**What you should do**
Arrange every line of the rows below as a two-column Markdown table headed Number and Line. Number each line in order and leave out blank lines.

# START OF Data rows

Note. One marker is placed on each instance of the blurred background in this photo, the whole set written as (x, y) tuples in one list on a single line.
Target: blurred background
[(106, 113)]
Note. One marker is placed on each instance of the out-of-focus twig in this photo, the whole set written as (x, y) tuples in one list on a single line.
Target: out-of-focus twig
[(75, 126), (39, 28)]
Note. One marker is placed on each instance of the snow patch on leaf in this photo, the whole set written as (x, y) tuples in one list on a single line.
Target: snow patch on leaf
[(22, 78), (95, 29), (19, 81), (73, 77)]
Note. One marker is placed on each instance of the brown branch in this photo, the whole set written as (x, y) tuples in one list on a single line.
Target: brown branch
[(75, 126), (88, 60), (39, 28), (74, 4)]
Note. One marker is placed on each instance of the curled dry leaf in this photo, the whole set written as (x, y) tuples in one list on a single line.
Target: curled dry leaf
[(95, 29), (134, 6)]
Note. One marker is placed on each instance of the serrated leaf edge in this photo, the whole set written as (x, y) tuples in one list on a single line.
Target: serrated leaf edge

# END OF Data rows

**Result below**
| Number | Line |
|---|---|
| 1 | Note. One marker is placed on each instance of the blurred background in this photo, the whole set written as (x, y) tuples in one list on a single line. |
| 2 | Target: blurred background |
| 3 | [(106, 113)] |
| 4 | Note. One marker is placed on each instance of the out-of-focus twig in this photo, the whole set written as (x, y) tuples in one list on a single line. |
| 5 | Target: out-of-focus twig |
| 6 | [(75, 126), (39, 28)] |
| 7 | Note. One marker is placed on each instance of the snow patch on leaf in this photo, the whole set written as (x, y) tuples in one list on a single line. |
| 8 | Target: snow patch on leaf |
| 9 | [(22, 78), (95, 29), (19, 81), (73, 77)] |
| 10 | Note. One marker is placed on each instance of the brown branch in this photo, the whole set written as (x, y) tuples in one list on a single line. |
| 11 | Target: brown branch |
| 12 | [(75, 126), (88, 60), (39, 28), (74, 4)] |
| 13 | Note. One marker is placed on each instance of the curled dry leaf in this photo, the whole set written as (x, y) tuples in one list on a single line. |
| 14 | Target: curled dry leaf |
| 15 | [(95, 29), (134, 6)] |
| 16 | Note. One marker is placed on each instance of the serrated leaf edge in this photo, the whole set written as (x, y) tuples in one list on a single line. |
| 17 | Target: serrated leaf edge |